_Directions for this task_. In the text about David Archuleta, rewrite the passage from "But it wasn’t" up to and including "relationship in interviews.", replacing "producers" with "network executives".

_Source extract_.
● ● ● ●

But it wasn’t just editing that affected him, but the power that producers wielded and used as a weapon.
“I was young, and I was not good at speaking up for myself, so if the producers wanted to make something dramatic and to look a certain way, they would just do it. I couldn’t say anything about it. … I don’t think that’s OK. I have to sign a contract and whatnot to say of confidentiality and stuff, so I feel helpless, like I can’t do anything, because they have the power. And they let you know they have the power. If you say anything that will get them in trouble, then you’re going to be in huge trouble, and get sued, and all that.”
One storyline that gained a lot of traction was about David Archuleta’s dad, and he faced lots of questions about that relationship in interviews.
For a few examples—from stories I wrote:
- David Archuleta’s dad reportedly yelled at him, made him cry
- Naomi Judd to David Archuleta’s dad: “leave him alone”
- David Archuleta’s problems: Neil Diamond song lyrics, his dad, and his “dead, dead eyes”

● ● ● ●

Stored data entries

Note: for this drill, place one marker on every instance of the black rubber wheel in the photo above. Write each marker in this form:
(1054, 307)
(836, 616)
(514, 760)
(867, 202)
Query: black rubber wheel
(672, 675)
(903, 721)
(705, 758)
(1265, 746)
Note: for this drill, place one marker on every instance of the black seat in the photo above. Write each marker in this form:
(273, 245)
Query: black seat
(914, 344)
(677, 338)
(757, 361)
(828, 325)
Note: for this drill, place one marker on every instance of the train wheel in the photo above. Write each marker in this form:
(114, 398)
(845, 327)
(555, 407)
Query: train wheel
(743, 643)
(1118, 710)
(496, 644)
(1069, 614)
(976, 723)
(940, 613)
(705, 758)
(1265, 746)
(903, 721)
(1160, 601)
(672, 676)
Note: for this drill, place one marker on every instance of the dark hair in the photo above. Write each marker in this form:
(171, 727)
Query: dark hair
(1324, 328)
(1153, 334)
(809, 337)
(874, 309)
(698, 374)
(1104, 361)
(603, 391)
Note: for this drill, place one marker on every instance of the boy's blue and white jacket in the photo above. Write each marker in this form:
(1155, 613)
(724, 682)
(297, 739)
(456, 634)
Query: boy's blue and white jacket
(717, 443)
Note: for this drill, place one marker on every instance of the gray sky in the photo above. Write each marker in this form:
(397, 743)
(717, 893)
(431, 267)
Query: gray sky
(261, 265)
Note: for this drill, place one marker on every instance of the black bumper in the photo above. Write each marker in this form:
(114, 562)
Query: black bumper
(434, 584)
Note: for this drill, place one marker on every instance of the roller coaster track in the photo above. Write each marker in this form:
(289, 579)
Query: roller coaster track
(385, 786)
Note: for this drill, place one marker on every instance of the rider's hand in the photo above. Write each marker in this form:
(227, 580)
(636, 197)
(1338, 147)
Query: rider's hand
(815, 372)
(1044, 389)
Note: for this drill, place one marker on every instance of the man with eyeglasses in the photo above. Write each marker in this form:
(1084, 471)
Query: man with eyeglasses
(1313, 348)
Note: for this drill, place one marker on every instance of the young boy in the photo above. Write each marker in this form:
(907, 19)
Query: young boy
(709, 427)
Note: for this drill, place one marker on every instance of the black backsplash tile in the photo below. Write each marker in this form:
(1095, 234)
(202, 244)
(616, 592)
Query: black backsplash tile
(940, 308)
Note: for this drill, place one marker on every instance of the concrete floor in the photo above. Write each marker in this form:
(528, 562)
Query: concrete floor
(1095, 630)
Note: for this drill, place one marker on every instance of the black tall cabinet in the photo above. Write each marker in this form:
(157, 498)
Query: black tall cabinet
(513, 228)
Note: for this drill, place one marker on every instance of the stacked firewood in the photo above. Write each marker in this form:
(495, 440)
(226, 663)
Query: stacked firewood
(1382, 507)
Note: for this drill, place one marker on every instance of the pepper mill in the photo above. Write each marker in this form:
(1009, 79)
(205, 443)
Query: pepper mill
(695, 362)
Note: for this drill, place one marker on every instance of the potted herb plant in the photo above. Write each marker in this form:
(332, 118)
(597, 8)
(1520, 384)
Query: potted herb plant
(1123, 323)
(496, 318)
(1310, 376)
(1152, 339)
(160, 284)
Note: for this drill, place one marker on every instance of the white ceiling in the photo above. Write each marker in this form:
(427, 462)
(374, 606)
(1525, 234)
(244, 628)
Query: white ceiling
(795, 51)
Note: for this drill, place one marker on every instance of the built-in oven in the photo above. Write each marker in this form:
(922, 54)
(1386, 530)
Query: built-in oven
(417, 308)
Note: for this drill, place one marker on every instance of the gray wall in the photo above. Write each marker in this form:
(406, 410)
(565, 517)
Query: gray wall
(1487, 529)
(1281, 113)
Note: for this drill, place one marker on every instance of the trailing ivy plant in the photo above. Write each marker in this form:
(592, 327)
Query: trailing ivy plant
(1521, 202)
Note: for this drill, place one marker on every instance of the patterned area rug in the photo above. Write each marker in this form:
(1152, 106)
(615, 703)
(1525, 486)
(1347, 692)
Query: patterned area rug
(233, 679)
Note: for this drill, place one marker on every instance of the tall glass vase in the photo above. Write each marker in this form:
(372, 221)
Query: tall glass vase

● ● ● ●

_Response to the task_.
But it wasn’t just editing that affected him, but the power that network executives wielded and used as a weapon.
“I was young, and I was not good at speaking up for myself, so if the network executives wanted to make something dramatic and to look a certain way, they would just do it. I couldn’t say anything about it. … I don’t think that’s OK. I have to sign a contract and whatnot to say of confidentiality and stuff, so I feel helpless, like I can’t do anything, because they have the power. And they let you know they have the power. If you say anything that will get them in trouble, then you’re going to be in huge trouble, and get sued, and all that.”
One storyline that gained a lot of traction was about David Archuleta’s dad, and he faced lots of questions about that relationship in interviews.